(Stored dataset items)
= = = = = = =

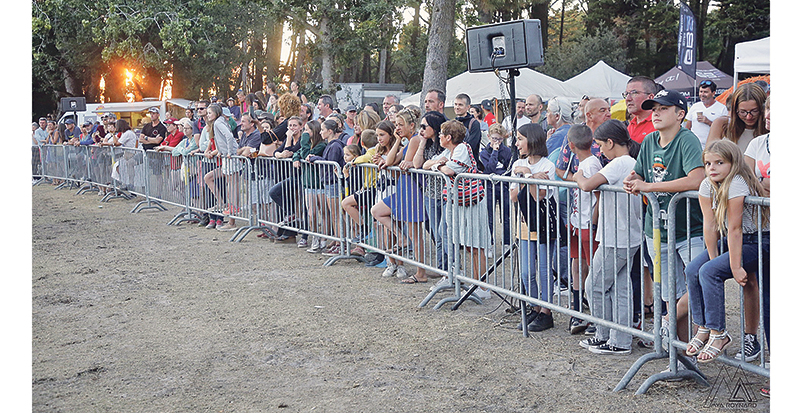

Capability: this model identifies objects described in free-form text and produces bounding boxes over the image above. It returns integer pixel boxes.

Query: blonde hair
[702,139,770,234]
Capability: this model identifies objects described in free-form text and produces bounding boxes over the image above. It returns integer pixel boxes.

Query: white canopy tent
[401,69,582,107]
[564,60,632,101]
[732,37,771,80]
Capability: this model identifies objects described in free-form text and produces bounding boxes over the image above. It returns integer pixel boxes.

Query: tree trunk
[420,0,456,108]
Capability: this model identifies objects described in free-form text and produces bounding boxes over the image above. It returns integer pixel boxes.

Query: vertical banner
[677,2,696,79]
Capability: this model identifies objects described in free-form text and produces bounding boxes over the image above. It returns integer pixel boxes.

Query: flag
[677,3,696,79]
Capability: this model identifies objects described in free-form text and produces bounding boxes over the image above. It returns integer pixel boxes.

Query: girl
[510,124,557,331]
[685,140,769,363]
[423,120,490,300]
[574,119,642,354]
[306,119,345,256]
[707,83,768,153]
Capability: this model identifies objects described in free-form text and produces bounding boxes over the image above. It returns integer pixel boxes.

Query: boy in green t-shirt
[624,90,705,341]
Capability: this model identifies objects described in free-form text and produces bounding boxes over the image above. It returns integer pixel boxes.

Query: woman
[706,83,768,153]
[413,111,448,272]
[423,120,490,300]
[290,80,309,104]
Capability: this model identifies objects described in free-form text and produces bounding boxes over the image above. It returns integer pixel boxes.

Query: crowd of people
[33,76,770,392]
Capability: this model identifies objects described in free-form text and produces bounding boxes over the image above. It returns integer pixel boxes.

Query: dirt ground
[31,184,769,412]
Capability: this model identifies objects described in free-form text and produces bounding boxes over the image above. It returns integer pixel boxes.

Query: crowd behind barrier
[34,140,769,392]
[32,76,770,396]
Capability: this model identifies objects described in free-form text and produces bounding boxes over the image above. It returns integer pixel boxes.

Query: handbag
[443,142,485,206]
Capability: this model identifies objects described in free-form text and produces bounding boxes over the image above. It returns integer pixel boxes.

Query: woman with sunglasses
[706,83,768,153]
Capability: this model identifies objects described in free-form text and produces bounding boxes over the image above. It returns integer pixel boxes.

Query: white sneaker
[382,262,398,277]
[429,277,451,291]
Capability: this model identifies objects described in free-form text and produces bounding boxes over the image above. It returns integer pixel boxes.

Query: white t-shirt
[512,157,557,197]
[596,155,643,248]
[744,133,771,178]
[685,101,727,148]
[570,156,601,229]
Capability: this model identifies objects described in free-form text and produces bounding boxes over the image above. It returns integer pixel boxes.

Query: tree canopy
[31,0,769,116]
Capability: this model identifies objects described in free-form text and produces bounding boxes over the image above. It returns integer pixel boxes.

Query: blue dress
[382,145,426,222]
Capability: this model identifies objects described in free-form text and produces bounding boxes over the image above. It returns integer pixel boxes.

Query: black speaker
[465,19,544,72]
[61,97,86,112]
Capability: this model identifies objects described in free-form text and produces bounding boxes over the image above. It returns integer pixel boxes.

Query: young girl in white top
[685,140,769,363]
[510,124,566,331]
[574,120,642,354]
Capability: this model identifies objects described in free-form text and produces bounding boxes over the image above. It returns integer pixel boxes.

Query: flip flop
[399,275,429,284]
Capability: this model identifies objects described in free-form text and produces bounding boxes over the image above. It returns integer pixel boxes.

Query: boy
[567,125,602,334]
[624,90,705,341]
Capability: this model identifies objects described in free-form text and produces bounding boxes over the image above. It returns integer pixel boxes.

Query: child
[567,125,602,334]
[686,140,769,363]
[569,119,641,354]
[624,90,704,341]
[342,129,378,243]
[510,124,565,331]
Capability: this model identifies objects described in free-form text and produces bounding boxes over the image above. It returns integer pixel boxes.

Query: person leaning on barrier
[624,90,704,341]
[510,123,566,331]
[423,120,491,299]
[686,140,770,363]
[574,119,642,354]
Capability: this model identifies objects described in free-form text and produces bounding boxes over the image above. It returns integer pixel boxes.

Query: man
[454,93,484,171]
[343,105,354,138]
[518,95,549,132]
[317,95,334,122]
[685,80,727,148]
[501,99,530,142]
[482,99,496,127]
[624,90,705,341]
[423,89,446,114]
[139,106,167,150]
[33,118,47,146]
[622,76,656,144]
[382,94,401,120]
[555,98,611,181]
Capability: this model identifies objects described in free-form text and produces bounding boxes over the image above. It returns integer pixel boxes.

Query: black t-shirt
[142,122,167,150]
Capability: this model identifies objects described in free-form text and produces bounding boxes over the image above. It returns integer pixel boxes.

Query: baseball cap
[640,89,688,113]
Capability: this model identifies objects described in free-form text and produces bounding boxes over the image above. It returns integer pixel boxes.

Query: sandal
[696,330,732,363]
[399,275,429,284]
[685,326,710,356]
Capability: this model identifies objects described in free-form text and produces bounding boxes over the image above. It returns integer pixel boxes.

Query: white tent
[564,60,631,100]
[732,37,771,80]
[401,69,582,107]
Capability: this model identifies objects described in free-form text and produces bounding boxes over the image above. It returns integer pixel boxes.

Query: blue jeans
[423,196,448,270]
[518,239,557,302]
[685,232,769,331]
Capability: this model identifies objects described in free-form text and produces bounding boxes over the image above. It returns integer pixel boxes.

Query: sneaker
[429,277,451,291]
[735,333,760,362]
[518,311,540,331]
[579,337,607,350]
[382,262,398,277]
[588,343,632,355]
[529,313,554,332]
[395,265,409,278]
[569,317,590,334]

= = = = = = =

> [STATED PROBLEM]:
Copy the items above line for line, with no changes, and leave the pictures out of your answer.

> [ANSWER TO THIS EXERCISE]:
Capability: this model identifies objects described in free-form text and produces bounding boxes over the image above. It returns integer pixel boxes.

Query: blonde hair
[702,139,770,234]
Capability: this model identifies objects described in free-form text and produces bounding boxes over the image above. It returns integer pixel boxes.

Query: white canopy tent
[401,69,582,107]
[564,60,632,101]
[732,37,771,80]
Capability: this model identifies objects described in free-form text and produces bounding boxes over the image above. It returns integer pixel boxes.

Query: tree trunk
[420,0,456,108]
Capability: this model identifies objects described in free-form text and produces bounding boxes over the image above. It returns integer pixel boxes.

Query: vertical banner
[677,2,696,79]
Capability: this model identifies objects described in free-form text and produces bounding boxes over the image above. It returns integer pixel boxes.

Query: flag
[677,3,696,79]
Capability: this model identifies objects described in free-form text and produces bounding boxes over the image above. It returns integer pixel boxes.

Query: girl
[510,124,557,331]
[685,140,769,363]
[423,120,490,300]
[574,119,642,354]
[306,119,345,256]
[707,83,768,153]
Capability: this model identifies objects described in free-form text and produces bounding boxes over the image above. It returns integer pixel boxes.

Query: boy in green t-shirt
[624,90,705,341]
Capability: this model identifies objects described in free-form text and produces bounding boxes over the image above. It returns integer pixel boxes.

Query: woman
[706,83,768,153]
[413,111,448,272]
[423,120,490,300]
[290,80,309,104]
Capability: this model identifies objects described in free-form text and produces bounding boxes over the image above. It returns integer pixel boxes.

Query: crowd of people
[33,76,770,392]
Capability: this model identifies objects described in free-form text and produces bounding boxes over the image above. It returns integer pixel boxes.

Query: dirt ground
[31,184,769,412]
Capability: this model identifies objects described in free-form text and produces bounding boxes over the image above. It returns integer pixel boxes.

Query: crowd behind barrier
[34,140,769,392]
[32,76,770,396]
Capability: this model identifies objects described in free-form text and produces bounding boxes over the image above. It returns integer pixel boxes.

Query: handbag
[443,142,485,206]
Capability: this model identifies objects described in free-form text and produces bounding boxes over the image above. It returns integer pixel boxes.

Query: woman with sunglasses
[706,83,768,153]
Capability: this model identifies objects described in free-form text and produces bounding boxes over the image above. It returns integer pixel boxes.

Query: white sneaker
[382,262,398,277]
[429,277,451,291]
Capability: this model identifies objects described in free-form text and produces bounding boxes over the image above. It returns integer pixel boxes.

Query: white t-shirt
[512,157,557,197]
[596,155,643,248]
[744,133,771,178]
[685,101,727,148]
[570,156,601,229]
Capability: this model identifies objects described in free-form text and produces bounding boxes over the image above. It returns integer pixel boxes.

Query: tree canopy
[31,0,769,116]
Capability: this model identifies objects described in free-form text and produces bounding boxes over the image above. It returns integer pixel boxes.

Query: blue dress
[382,145,426,222]
Capability: this model identifies objects described in free-form text and produces bounding boxes over the image above. It returns integer pixel boxes.

Query: black speaker
[465,19,544,72]
[61,97,86,112]
Capability: this model identifies objects described in free-form text and produces bounding boxes over the image above. It returns integer pixel boxes.

Query: young girl in white top
[685,140,769,363]
[510,124,566,331]
[574,120,642,354]
Capability: this model identifies objects described in free-form text and produces bounding boxes over the image above. It returns integer pixel boxes.

Query: flip flop
[399,275,429,284]
Capability: this model identifies objects described in free-form text and produces bounding boxes over the image above. It returns integer pixel boxes.

Query: boy
[567,125,602,334]
[624,90,705,341]
Capability: this model identifies objects described in free-form text and produces bounding boxes over the image above. It returns integer pixel boxes.

Query: child
[567,125,602,334]
[686,140,769,363]
[569,119,641,354]
[624,90,704,341]
[342,129,378,243]
[510,124,565,331]
Capability: this model identifies objects described in free-form text and produces bounding boxes over the image above. It returns integer pixel boxes.

Query: person leaning on barrier
[624,90,704,341]
[510,123,566,331]
[423,120,491,299]
[686,140,770,363]
[574,119,642,354]
Capability: this model identifies objects described in free-form text and produces bounding boxes over the image above. It returns integer pixel boxes.

Query: man
[454,93,484,171]
[343,105,354,138]
[518,95,549,132]
[317,95,334,122]
[685,80,727,148]
[501,99,530,142]
[482,99,496,127]
[624,90,705,341]
[423,89,446,114]
[139,106,167,150]
[33,118,47,146]
[622,76,656,144]
[382,94,401,120]
[555,98,611,181]
Capability: this model identifies objects described in free-form text and produces bounding boxes over the image above. It returns integer pixel boxes.

Query: black t-shirt
[142,122,167,150]
Capability: this model identifies objects described in free-form text and produces bounding boxes over the image above. It returns integer pixel boxes.

Query: baseball cap
[640,89,688,113]
Capability: this model identifies objects described in free-form text and produces bounding boxes over the image above. It returns integer pixel boxes.

Query: sandal
[696,330,732,363]
[399,275,429,284]
[685,326,710,356]
Capability: this model identifies objects described in free-form text and produces bounding boxes over the image above. It returns integer pixel boxes.

Query: white tent
[564,60,631,100]
[732,37,771,80]
[401,69,582,107]
Capability: this model identifies objects described in free-form text and produces bounding boxes over the image above. It returns integer pixel boxes.

Query: blue jeans
[423,196,448,270]
[518,239,557,302]
[685,232,769,331]
Capability: this model identifies objects described in free-form text and produces bounding boxes over the image above. It returns integer pixel boxes.

Query: sneaker
[429,277,451,291]
[735,333,760,362]
[518,311,540,331]
[579,337,607,350]
[382,262,398,277]
[588,343,632,355]
[529,313,554,332]
[395,265,409,278]
[569,317,590,334]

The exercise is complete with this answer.